YOUR TASK: Among the entries below, take the line with "Target: lips" and the line with "Target: long wavy brown hair", and output them and every line between them exactly, with nothing else.

[Collection entries]
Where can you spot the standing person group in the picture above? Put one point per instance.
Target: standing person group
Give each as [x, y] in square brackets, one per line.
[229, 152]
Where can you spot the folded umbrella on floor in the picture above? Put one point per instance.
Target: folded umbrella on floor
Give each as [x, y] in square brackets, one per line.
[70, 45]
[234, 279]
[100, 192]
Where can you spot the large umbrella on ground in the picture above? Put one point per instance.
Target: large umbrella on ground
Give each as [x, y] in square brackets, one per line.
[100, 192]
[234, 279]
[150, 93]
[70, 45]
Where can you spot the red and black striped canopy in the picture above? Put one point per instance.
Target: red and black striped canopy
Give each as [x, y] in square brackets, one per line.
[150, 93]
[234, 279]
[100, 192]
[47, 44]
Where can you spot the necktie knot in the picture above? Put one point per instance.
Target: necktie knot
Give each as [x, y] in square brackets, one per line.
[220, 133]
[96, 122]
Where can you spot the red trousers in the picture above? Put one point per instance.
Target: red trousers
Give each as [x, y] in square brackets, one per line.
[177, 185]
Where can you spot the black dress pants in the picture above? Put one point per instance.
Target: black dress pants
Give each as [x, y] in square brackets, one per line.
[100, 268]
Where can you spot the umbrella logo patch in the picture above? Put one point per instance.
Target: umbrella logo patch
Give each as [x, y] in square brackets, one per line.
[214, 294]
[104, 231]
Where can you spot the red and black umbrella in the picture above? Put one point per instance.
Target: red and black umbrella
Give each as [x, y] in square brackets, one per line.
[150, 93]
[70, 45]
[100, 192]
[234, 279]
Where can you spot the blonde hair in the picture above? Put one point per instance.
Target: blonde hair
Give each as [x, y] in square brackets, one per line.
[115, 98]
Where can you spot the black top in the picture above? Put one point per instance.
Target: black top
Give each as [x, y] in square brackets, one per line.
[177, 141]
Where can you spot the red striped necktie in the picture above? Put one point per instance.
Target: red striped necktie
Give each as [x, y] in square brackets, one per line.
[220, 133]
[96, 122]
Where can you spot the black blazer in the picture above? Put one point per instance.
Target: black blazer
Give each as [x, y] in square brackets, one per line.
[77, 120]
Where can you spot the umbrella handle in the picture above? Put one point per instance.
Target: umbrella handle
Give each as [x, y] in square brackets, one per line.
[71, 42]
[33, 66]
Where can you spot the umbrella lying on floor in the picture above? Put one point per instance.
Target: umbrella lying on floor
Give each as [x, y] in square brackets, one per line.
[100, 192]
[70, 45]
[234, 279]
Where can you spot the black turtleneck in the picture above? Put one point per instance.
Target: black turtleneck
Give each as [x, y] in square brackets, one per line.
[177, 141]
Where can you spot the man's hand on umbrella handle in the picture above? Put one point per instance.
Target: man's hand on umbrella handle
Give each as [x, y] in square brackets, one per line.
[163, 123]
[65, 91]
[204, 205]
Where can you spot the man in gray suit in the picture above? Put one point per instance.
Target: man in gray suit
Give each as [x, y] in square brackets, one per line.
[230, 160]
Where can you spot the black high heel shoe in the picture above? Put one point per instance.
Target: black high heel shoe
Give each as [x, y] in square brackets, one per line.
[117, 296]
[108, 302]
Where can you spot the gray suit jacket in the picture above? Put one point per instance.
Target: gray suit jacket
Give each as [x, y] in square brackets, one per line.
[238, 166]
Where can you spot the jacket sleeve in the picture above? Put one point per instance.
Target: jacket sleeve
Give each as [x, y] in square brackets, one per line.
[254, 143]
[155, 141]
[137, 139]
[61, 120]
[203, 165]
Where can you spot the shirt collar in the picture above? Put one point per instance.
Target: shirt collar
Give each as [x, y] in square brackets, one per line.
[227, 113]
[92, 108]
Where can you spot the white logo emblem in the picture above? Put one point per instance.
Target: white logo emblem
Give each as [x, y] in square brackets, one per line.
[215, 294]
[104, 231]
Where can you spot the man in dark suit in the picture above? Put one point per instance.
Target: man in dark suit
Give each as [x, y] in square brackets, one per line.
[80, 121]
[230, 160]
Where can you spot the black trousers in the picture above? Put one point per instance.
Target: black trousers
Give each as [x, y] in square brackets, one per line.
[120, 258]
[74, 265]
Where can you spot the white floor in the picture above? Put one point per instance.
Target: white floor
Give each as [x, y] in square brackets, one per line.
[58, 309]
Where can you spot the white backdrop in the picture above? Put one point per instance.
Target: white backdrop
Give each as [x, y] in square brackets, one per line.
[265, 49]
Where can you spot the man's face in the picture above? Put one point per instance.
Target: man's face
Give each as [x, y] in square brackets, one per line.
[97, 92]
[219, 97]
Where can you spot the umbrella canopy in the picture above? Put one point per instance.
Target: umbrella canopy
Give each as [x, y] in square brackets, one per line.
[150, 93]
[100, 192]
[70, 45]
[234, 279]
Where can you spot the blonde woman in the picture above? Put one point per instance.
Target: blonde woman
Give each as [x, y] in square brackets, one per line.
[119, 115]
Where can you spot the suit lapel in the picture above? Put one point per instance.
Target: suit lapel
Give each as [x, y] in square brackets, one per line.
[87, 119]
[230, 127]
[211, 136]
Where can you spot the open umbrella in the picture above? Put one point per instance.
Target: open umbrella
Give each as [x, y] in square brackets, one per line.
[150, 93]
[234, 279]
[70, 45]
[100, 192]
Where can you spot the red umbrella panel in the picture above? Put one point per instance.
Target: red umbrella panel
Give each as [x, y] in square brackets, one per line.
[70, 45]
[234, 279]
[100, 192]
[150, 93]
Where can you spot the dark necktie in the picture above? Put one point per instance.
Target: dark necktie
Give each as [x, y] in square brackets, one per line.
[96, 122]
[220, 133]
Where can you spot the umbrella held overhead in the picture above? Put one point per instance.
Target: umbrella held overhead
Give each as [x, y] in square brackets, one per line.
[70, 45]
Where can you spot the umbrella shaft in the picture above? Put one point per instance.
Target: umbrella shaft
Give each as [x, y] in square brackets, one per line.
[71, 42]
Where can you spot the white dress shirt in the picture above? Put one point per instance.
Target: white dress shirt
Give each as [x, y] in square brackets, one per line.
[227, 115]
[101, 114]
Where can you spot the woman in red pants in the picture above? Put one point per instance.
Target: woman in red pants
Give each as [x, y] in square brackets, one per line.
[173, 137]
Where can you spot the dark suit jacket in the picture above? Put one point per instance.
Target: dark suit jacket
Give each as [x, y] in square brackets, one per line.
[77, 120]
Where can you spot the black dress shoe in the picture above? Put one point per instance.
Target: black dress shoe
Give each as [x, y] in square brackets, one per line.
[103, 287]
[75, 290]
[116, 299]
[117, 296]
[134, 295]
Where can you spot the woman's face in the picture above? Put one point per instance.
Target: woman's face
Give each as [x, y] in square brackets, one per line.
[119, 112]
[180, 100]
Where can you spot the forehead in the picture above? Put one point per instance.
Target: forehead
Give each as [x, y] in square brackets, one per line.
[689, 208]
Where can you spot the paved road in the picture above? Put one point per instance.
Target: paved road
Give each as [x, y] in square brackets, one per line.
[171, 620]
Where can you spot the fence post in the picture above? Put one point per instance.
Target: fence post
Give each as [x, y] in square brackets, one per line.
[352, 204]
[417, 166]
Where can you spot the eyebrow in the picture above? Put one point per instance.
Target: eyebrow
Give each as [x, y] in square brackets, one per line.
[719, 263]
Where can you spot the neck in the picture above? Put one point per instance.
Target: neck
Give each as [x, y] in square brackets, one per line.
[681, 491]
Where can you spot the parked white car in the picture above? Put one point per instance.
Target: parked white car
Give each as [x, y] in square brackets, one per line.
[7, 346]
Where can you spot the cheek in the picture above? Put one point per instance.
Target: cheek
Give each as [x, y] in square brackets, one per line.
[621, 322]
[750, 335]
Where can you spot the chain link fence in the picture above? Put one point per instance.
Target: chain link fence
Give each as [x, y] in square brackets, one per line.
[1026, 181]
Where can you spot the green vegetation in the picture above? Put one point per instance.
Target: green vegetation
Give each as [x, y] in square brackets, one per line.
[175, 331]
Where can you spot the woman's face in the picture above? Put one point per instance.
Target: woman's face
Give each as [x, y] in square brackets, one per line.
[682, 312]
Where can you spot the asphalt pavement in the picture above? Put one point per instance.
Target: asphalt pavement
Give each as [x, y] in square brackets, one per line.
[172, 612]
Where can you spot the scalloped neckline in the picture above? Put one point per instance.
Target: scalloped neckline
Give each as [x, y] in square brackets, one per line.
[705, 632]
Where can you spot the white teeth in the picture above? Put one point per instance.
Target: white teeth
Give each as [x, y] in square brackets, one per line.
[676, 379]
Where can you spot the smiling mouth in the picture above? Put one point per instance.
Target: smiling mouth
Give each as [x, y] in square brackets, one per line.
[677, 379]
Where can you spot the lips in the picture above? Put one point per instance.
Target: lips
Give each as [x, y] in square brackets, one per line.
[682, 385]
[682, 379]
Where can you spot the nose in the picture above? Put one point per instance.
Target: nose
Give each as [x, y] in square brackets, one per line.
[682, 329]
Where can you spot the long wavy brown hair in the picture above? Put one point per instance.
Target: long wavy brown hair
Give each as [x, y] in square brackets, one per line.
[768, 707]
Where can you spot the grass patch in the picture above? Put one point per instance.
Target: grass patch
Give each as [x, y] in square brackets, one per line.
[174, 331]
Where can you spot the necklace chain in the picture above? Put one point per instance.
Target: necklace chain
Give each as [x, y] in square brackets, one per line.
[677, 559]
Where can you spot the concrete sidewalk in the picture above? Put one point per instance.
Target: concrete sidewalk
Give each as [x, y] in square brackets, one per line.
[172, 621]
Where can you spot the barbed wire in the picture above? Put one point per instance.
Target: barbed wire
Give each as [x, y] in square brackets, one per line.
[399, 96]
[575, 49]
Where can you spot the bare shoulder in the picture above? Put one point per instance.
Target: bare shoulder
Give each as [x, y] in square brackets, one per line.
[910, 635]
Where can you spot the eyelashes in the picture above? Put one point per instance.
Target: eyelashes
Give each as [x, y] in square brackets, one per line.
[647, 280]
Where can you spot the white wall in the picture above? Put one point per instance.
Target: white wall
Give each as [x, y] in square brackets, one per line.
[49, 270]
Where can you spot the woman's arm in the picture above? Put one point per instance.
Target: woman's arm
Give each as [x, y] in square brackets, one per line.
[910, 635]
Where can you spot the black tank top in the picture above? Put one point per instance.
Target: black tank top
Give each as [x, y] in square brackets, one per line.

SOLUTION:
Target: lips
Give each as [x, y] in square brackets, one per line.
[682, 385]
[682, 379]
Where can you spot the nose in the picture above? Put one point per instance.
Target: nose
Give each as [x, y] in square brackets, one per line.
[682, 329]
Where can you spot the long wavy brown hair in the picture above? Put one point per instance.
Target: long wavy brown hair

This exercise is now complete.